===== Data for the task

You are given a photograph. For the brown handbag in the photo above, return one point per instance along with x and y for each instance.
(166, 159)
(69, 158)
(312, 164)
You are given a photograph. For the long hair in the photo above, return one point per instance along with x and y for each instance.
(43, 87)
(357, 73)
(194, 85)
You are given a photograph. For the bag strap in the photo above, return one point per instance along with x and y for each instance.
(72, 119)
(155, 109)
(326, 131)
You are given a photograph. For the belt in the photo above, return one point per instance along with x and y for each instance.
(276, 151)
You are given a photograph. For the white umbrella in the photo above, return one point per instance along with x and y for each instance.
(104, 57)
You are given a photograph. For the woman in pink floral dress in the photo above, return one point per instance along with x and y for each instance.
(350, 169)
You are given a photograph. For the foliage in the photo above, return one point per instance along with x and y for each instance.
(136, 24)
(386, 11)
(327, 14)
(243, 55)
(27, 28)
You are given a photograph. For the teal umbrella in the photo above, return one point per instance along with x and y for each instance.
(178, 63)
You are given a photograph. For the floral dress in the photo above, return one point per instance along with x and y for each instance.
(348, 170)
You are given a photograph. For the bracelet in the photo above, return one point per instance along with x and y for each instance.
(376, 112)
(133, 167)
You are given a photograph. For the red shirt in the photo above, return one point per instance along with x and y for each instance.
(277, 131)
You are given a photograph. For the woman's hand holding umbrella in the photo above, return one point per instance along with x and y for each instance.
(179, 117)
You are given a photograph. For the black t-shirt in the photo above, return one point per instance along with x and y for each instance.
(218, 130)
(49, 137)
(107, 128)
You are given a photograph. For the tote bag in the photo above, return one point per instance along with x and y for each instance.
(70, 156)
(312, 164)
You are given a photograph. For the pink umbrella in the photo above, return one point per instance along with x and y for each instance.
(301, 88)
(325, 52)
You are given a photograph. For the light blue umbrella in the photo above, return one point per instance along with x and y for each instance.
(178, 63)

==========

Task to complete :: Arrange every line of the listing above into a Markdown table with the columns Row and Line. Number the rows in order and skip any blank lines.

Response for this exercise ::
| Row | Line |
|---|---|
| 1 | You are given a photograph. For the brown handbag in the photo above, return one point per instance along with x and y for each instance. |
| 2 | (166, 159) |
| 3 | (69, 158) |
| 4 | (312, 164) |
| 5 | You are given a photograph. For the long hair in the photo above, return one point per instance along with x and y for each instance. |
| 6 | (43, 87) |
| 7 | (357, 73) |
| 8 | (194, 85) |
| 9 | You are given a photograph. For the bag strap in the photo above, return one point per instance along with x and y for each instance. |
| 10 | (72, 119) |
| 11 | (155, 109) |
| 12 | (326, 131) |
| 13 | You are given a photograph. For the belt in the photo above, return one point per instance along with x and y for each instance. |
| 14 | (276, 151) |
| 15 | You are given a photograph. For the white umbrella in the photo above, return one point per instance along with x and y for each instance. |
| 16 | (104, 57) |
| 17 | You are given a photograph. For the woman in pink floral dress in the photo above, return one point per instance along with x and y for each instance. |
| 18 | (350, 169) |
| 19 | You are given a photograph. For the foliage in the photo above, return one point per instance along with x and y for each instance. |
| 20 | (136, 24) |
| 21 | (386, 11) |
| 22 | (327, 14) |
| 23 | (243, 55) |
| 24 | (27, 28) |
| 25 | You are given a photograph. For the teal umbrella in the photo above, return one point per instance along with x and y for each instance. |
| 26 | (178, 63) |
| 27 | You are given a photograph. For the floral dress in the photo above, return one point per instance along with x and y for each instance. |
| 28 | (348, 170) |
| 29 | You are given a photograph. For the bracelet in the photo above, return one point per instance along with x and y for each instance. |
| 30 | (376, 112) |
| 31 | (133, 167) |
| 32 | You are given a photograph. For the red shirt in the photo above, return one point per instance along with x and y for each instance. |
| 33 | (277, 131) |
| 34 | You are given a photograph. For the woman's hand holding umbrella in the photo above, return one point per instance along with x and y for each instance. |
| 35 | (179, 117) |
| 36 | You are given a photograph. For the black t-shirt in the photo above, return one point per instance along with x and y for each instance. |
| 37 | (218, 130) |
| 38 | (49, 137) |
| 39 | (107, 128) |
| 40 | You are given a photograph. For the tote bag in the photo above, return one point per instance along with x and y for each instance. |
| 41 | (70, 156) |
| 42 | (312, 164) |
| 43 | You are given a photograph. For the pink umbrella in the photo above, return one point per instance along with x and y for each instance. |
| 44 | (301, 88) |
| 45 | (325, 52) |
| 46 | You are given a photograph. For the light blue umbrella in the photo above, return one point per instance along with x and y for each instance. |
| 47 | (178, 63) |